Work to complete: Please write out the lines of the listing below with no changes, beginning at its first line and stopping after the line that contains "the hillside, and", with that line included.

# Input rows start

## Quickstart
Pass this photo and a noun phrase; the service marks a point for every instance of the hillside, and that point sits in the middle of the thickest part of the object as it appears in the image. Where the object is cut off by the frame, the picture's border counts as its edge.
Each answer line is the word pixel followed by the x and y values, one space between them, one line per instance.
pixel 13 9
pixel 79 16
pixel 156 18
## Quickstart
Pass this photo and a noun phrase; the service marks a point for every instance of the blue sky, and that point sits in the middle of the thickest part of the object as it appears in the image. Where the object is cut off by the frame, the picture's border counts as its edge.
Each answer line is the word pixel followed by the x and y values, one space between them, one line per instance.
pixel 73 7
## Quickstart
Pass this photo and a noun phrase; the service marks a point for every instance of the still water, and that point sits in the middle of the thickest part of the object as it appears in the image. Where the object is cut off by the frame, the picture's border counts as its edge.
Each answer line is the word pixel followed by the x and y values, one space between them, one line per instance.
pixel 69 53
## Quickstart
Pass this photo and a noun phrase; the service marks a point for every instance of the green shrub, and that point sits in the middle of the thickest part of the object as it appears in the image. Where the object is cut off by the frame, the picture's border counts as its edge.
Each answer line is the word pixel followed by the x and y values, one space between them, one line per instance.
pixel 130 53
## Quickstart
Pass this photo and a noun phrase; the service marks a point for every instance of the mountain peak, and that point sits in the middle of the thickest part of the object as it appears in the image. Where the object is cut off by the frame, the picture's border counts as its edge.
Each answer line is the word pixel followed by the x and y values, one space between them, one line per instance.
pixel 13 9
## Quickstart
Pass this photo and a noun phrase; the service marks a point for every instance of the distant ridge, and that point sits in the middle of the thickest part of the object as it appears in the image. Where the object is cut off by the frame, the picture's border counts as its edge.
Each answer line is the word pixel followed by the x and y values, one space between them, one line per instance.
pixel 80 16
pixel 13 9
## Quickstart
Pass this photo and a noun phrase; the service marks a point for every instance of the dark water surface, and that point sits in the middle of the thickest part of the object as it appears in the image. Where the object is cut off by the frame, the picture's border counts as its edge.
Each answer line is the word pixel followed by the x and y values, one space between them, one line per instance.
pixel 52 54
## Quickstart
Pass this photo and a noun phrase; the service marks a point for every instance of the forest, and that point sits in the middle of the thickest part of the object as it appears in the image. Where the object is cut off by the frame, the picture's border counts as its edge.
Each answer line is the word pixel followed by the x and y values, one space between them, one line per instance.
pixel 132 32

# Input rows end

Complete answer:
## Quickstart
Pass this photo and a noun phrase; the service marks a point for every instance of the hillside, and that point sits in the middle of the thickest part of the object as it appears in the image. Where the object is cut off by the frame, the picture's border counts as its edge.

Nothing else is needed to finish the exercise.